■ ACTIVITIES ■
[a] Using the source extract, explain why surgical teams are required to wear cleanroom suits. Answer in one to three sentences.
[b] According to the source extract, what contaminant is identified as the cause of the infection?
[c] Write out the source extract word for word between "To ensure a" and "scanning electron micrograph.", inclusive.

■ SOURCE EXTRACT ■
* * * * * * *

To achieve convergence and a stable solution, it is an excellent option to examine the residual levels and monitoring of the integrated quantities (Fluent 2009). In most cases, the residual criteria of 10−6 for the energy equation and 10−3 for other equations are sufficient (Fluent 2009). Villafruela et al. (2013) recommended 10−5 for continuity, momentum, energy and turbulence equations and 10−7 for contaminant concentration equations based on the particle contamination study in an isolation room. Gilkeson et al. (2014) proposed a tighter limit of 10−8 for the momentum equation to achieve better accuracy. Sadrizadeh and Holmberg (2015), however, claimed that the convergence criteria of 10−5 for continuity and energy equations are adequate in obtaining a converged solution. The complete verification procedures have been demonstrated by Peng et al. (2016), and they concluded that a slight difference in the convergence criterion of 10−3 and 10−5 could cause the simulation result to vary significantly (Peng et al. 2016). So far, there is no consensus on the convergence criterion for indoor analysis. In our view, a converged solution does not mean that the convergence criterion needs to achieve a huge drop in the residuals. Sometimes, when there is a great initial guess on the solution, it is almost impossible for the residuals to drop to three orders of magnitudes (Fluent 2009). Therefore, verification of the convergence criterion should be performed to obtain a converged solution.

Particle dispersion models

To ensure a highly conducive environment in the healthcare facilities, e.g. operating room, isolation room, intensive care unit (ICU), strict rules and procedures are implemented on the premises. Hoffman et al. (2002) discovered that majority of the airborne bacterial contamination in the operating room is released from the surgical personnel. The identified contaminant that causes the infection is the squames or skin scales (Chow and Wang 2012; Woods et al. 1986). These sources are detached from the body due to the friction actions of clothing and human movement. To encounter this issue, one of the procedures is to oblige the surgical team to be dressed in a cleanroom suit. This procedure could ensure a massive reduction in the amount of squames or skin scales from the personnel shedded to the environment. Figure 3 illustrates the skin scales under the scanning electron micrograph.

Fig. 3

Scanning electron micrograph of skin scales a nearly to be detached from the skin surfaces; b sampled from the air (Clark and de Calcina-Goff 2009)

* * * * * * *

■ DATA RECORDS ■
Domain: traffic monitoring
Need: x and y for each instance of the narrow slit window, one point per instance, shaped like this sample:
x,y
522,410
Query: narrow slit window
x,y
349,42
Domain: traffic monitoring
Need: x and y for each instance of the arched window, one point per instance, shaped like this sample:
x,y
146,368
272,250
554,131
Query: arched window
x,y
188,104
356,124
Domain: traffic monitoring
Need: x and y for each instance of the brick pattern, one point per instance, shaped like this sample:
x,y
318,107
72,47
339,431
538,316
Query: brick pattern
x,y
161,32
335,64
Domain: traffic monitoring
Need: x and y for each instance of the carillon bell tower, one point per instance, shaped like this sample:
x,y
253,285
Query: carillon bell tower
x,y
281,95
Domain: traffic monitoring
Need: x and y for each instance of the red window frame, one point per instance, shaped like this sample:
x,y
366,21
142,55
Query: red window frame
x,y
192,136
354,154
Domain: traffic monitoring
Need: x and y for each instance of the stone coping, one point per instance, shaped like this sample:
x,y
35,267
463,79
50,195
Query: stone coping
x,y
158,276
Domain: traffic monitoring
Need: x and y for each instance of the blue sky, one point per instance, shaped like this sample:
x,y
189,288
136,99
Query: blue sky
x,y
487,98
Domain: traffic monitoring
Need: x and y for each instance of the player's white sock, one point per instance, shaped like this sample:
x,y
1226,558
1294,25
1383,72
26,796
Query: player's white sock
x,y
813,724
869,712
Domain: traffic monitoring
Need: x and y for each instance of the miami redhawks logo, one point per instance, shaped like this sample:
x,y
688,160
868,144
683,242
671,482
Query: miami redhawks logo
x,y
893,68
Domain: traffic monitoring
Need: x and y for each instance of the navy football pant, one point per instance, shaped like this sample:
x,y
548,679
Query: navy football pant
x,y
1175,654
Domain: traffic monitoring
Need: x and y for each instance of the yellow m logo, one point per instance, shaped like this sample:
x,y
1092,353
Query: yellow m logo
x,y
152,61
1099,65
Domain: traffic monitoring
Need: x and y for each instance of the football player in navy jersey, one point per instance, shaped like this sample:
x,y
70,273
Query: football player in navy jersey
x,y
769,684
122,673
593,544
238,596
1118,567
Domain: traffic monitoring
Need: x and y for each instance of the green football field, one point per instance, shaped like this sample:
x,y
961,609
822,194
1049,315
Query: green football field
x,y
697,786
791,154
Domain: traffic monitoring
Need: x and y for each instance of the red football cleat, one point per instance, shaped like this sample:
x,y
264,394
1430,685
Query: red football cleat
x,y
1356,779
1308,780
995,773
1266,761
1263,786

* * * * * * *

■ ANSWERS FOR EACH ITEM ■
[a] Most airborne bacterial contamination in the operating room comes from surgical personnel, mainly as squames or skin scales. These scales detach from the body through clothing friction and human movement. Cleanroom suits greatly reduce the amount of squames the personnel shed into the environment.

[b] Squames, or skin scales.

[c]
To ensure a highly conducive environment in the healthcare facilities, e.g. operating room, isolation room, intensive care unit (ICU), strict rules and procedures are implemented on the premises. Hoffman et al. (2002) discovered that majority of the airborne bacterial contamination in the operating room is released from the surgical personnel. The identified contaminant that causes the infection is the squames or skin scales (Chow and Wang 2012; Woods et al. 1986). These sources are detached from the body due to the friction actions of clothing and human movement. To encounter this issue, one of the procedures is to oblige the surgical team to be dressed in a cleanroom suit. This procedure could ensure a massive reduction in the amount of squames or skin scales from the personnel shedded to the environment. Figure 3 illustrates the skin scales under the scanning electron micrograph.